**Task instructions:**
Display every line of the records below that contains the string "window"; the match is case-sensitive.

※ ※ ※

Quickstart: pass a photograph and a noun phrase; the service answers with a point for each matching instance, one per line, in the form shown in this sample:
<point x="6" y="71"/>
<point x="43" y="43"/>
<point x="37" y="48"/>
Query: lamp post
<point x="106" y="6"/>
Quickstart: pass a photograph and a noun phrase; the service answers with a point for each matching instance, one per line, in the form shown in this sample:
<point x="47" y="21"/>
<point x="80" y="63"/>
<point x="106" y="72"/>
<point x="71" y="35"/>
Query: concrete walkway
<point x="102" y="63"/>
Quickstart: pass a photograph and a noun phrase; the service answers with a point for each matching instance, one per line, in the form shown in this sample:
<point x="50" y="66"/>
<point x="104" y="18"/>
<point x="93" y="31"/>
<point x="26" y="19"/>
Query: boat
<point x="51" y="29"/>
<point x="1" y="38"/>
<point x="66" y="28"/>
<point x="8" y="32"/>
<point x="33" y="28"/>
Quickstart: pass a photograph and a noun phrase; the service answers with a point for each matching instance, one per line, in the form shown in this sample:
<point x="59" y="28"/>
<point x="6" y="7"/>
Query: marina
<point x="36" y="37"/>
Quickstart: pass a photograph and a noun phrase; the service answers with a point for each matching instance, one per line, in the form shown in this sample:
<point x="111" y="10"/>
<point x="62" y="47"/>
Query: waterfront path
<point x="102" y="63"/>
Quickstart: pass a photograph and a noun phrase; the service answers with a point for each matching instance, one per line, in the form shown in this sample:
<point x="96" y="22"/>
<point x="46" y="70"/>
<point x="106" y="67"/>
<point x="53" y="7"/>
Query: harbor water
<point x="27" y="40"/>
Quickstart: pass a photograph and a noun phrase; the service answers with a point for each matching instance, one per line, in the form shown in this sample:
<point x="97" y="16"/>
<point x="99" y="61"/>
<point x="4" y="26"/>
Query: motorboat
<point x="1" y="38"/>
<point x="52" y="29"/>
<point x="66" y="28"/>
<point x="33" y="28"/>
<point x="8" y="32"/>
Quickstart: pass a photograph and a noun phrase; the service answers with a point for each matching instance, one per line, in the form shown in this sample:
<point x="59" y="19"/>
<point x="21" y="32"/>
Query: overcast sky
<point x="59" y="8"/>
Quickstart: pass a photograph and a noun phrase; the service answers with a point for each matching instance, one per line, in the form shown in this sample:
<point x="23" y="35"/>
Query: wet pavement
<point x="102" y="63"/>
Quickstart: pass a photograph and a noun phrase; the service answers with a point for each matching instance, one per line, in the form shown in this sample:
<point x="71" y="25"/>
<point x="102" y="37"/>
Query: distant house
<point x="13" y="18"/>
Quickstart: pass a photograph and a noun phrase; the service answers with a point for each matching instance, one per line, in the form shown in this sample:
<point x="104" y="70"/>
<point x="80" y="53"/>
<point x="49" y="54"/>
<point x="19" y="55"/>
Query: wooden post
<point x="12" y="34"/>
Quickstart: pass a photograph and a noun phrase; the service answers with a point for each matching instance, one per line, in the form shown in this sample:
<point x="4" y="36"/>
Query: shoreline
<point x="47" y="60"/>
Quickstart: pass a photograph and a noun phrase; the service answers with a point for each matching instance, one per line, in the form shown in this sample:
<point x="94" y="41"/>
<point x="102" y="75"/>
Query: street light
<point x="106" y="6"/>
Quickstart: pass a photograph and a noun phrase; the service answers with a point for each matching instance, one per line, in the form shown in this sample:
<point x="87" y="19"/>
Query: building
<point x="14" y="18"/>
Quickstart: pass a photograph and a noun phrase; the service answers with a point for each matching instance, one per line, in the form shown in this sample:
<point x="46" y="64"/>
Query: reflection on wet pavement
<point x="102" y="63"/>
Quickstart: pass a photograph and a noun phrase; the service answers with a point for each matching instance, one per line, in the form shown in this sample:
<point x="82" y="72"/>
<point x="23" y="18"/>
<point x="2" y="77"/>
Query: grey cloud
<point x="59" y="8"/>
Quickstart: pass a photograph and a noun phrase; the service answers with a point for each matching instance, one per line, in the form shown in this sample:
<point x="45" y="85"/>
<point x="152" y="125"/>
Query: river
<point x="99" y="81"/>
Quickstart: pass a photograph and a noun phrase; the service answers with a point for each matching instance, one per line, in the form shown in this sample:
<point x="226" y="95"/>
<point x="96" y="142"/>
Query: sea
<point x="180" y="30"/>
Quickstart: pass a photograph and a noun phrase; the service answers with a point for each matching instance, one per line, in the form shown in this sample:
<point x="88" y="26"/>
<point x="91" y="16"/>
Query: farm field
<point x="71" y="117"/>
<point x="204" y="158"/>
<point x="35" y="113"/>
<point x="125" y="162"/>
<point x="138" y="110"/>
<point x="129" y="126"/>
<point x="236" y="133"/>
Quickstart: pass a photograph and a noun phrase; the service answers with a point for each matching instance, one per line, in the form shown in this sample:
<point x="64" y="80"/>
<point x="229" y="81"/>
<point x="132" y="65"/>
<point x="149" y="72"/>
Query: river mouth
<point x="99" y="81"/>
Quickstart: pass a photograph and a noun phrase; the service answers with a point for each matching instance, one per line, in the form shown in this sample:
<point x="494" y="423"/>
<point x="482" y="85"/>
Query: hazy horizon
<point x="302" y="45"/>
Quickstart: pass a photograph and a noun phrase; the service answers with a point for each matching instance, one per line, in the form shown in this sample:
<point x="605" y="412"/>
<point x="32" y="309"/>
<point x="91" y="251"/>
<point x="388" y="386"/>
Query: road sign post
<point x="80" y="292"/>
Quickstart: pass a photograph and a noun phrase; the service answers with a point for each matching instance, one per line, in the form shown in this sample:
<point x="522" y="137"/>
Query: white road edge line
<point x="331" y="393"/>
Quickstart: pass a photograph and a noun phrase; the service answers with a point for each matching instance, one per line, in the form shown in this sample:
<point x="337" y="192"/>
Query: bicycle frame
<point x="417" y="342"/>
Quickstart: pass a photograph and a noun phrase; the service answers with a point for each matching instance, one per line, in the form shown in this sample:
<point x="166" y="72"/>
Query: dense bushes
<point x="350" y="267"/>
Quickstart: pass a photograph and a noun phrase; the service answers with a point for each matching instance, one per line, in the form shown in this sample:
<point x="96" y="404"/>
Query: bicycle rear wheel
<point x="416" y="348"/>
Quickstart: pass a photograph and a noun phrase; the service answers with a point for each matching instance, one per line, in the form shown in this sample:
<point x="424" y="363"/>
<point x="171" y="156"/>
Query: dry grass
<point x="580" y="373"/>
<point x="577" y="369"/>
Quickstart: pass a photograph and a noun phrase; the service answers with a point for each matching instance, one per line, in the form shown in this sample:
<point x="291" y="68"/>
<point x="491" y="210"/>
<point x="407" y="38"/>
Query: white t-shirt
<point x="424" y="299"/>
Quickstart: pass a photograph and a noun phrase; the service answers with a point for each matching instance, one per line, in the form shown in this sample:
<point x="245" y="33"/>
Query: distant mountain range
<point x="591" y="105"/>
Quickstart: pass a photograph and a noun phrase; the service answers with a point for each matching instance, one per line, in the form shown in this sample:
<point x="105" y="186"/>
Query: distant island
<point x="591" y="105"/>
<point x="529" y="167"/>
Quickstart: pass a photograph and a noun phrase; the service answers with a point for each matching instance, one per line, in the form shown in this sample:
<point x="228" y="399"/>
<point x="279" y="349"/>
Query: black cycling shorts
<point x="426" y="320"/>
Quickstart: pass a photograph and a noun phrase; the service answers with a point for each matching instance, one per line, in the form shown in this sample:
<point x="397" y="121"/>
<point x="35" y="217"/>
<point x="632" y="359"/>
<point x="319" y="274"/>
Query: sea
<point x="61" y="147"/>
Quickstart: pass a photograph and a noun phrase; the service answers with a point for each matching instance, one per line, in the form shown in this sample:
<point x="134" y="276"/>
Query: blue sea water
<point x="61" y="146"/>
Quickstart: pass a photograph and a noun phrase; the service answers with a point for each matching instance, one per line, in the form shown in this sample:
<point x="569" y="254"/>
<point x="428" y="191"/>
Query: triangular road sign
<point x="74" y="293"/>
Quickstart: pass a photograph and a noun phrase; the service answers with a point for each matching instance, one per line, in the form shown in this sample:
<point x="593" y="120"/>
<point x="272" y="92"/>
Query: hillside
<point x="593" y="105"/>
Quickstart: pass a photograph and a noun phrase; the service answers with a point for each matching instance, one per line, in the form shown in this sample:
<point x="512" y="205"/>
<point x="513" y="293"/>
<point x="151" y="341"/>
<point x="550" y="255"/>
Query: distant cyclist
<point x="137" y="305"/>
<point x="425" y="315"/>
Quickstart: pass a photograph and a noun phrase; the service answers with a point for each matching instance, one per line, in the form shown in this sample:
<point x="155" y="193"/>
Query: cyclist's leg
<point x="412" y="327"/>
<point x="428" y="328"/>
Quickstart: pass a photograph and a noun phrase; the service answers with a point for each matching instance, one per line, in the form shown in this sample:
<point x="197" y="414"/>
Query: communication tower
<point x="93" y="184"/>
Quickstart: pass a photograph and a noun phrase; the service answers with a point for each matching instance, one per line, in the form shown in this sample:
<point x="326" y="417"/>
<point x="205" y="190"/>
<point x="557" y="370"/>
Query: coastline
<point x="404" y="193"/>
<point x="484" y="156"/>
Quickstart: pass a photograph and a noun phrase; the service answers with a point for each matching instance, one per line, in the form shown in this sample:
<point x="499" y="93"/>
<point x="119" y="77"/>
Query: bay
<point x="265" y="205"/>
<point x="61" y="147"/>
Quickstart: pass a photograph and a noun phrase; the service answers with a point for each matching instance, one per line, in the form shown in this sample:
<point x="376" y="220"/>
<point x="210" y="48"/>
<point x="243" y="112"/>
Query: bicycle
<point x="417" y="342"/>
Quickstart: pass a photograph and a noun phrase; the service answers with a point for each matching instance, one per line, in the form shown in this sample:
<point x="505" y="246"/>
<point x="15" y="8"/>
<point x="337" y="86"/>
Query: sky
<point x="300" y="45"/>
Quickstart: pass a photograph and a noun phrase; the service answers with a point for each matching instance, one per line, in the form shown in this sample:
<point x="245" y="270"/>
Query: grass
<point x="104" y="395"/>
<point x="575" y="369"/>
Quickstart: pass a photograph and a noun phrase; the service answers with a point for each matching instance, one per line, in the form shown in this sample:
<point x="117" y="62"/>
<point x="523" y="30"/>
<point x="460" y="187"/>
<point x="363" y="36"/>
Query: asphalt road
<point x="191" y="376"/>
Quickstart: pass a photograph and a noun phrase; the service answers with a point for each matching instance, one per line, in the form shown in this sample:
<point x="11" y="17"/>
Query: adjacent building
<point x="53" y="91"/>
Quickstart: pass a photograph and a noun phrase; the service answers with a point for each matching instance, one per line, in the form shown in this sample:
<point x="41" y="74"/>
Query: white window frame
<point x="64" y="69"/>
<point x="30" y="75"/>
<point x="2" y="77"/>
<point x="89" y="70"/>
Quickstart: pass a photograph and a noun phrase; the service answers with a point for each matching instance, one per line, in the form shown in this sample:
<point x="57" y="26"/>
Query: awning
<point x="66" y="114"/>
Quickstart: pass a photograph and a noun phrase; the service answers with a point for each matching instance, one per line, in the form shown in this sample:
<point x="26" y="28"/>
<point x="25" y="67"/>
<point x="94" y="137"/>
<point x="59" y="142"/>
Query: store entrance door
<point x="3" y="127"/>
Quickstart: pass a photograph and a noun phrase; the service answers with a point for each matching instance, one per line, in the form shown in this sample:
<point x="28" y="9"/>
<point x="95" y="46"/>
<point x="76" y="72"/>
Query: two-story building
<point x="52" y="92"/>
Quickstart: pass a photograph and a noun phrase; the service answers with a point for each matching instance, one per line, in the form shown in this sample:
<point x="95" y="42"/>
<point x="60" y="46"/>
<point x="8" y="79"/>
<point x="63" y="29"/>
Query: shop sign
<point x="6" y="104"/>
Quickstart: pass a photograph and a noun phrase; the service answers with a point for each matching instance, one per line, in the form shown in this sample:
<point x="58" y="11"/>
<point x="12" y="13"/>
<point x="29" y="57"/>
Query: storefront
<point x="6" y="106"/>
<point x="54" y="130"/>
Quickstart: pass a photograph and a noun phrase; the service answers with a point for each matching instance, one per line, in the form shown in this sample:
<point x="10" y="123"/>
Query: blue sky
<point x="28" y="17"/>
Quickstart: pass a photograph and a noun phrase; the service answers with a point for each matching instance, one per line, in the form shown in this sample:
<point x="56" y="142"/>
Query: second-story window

※ ※ ※

**In response:**
Query: white window frame
Query: second-story window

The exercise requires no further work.